:: TEXTE À LIRE ::
Déboussolé, se recentrant chez lui, Guy contemplait d'un air distrait son miroir, comme pour mieux sonder ses propres énigmes lorsqu'il fut soudainement intrigué par une seconde silhouette qui se dessinait.
Une forme féminine éthérée apparut dont les contours se précisaient progressivement : était-ce le fruit de son délire, d'une imagination déséquilibrée ?

Il l'ignorait, mais se sentait captivé, happé et déjà envoûté par cette entité qu'il nomma « Spirite ».

Poussé par la curiosité d'un homme qui n'a plus rien à perdre, l'appel de cet « extra-monde » lui paraissait infiniment plus fascinant que le monde visible, qu'importe même que cet inconnu soit périlleux pourvu qu'il puisse se détacher de sa somnolente routine qui ne l'inspire plus.

Submergé par toute cette soudaine volupté ésotérique, Guy cherche à apaiser ses émotions tumultueuses en allant parcourir le bois de Boulogne en hiver, contemplant depuis son fiacre transformé en traineau le « bal masqué de la glace », le ballet des patineurs.
Mais où qu'il soit, il ne cesse d'être tourmenté par Spirite, qui elle aussi se promène dans un fiacre élégant conduit par un cocher. Reconnaissant vaguement ses traits, il se lance dans une course effrénée pour la rattraper, mais l'attelage de la mystérieuse dame s'estompe soudainement, laissant Guy suspendu entre la confusion et l'émerveillement.

Mme d'Ymbercourt, également présente dans le parc, s'est sentie trahie et blessée après avoir observé cette folle poursuite sur la neige.
Spirite s'est malicieusement débarrassée de son ennemie terrestre ; elle peut dorénavant se confier sereinement : elle expose ses mémoires à Guy qui retranscrit ses pensées par la plume dans une lettre.
:::
:: FICHES EXTRAITES ::
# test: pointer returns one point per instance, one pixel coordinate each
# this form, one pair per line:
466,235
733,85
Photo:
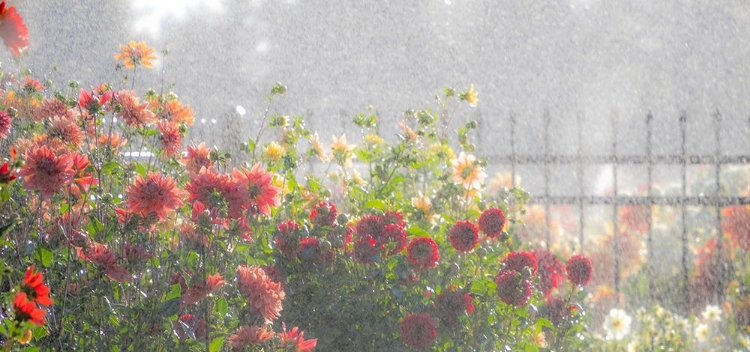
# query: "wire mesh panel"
641,201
:::
TÂCHES À RÉALISER.
1. D'après le texte sur Spirite, où Guy se rend-il pour apaiser ses émotions ?
2. Réécrivez plus brièvement le paragraphe du texte sur Spirite qui commence par « Mais où qu'il soit », en conservant ses faits principaux.
3. Prolongez le texte sur Spirite à partir de sa dernière phrase.
Les fiches ne servent à rien pour ce travail.

LISTE DES RÉPONSES.
1. Au bois de Boulogne, en hiver.

2. Partout où il va, Guy reste hanté par Spirite, qui se promène elle aussi dans un élégant fiacre mené par un cocher. Croyant la reconnaître, il se lance à sa poursuite, mais la voiture disparaît brusquement et le laisse entre confusion et émerveillement.

3.
Spirite, une jeune fille d'une beauté innocente et en quête d'un idéal romantique, avait souvent croisé le regard de Guy ; elle l'admirait depuis son enfance, se délectait de ses écrits, de ses aventures lointaines et de tout ce qui se disait sur lui.
Elle le voyait fréquemment, bien que toujours de façon éphémère, que ce soit au théâtre, au bois de Boulogne ou à l'opéra.
Leur interaction demeurait pourtant trop lointaine et jamais elle n'était reconnue : Guy, absorbé et nonchalant, préférait les discussions avec ses amis plutôt qu'aller valser avec des inconnues.

L'étrange chagrin qu'éprouve Spirite face à cet homme fatalement inaccessible, avec qui elle n'a jamais échangé un seul mot, ne fait que s'approfondir… Chaque tentative infructueuse la laisse plus frustrée, la menant ainsi à se sentir entièrement abandonnée, isolée et incomprise.

Après une éducation au couvent, Spirite, à 18 ans, s'était lancée avec engouement dans l'aventure des bals et salons parisiens, mais n'y avait rencontré qu'une profonde déception envers l'être qu'elle désirait.
Ainsi, faute de reconnaissance dans la sphère parisienne, le retour au bercail par une dévotion s'imposait à elle comme unique refuge.

Elle se cloître ainsi spontanément dans un austère couvent, dépouillé de toute singularité et de vie, où son sacrifice et son renoncement à toutes voluptés terrestres sont symbolisés par une scène où des soeurs lui coupent les cheveux.

Résignée et affaiblie par la rigueur de la vie claustrale, Spirite se rapproche avec curiosité de la mort qu'elle perçoit comme une simple transition, une renaissance d'espoirs nouveaux vers l'au-delà.

Désormais débarrassée de sa carcasse terrestre et infiniment libre, Spirite, sous sa forme métaphysique, explore les confins de l'univers avant d'épier la Terre pour sonder les profondeurs de l'âme de Guy.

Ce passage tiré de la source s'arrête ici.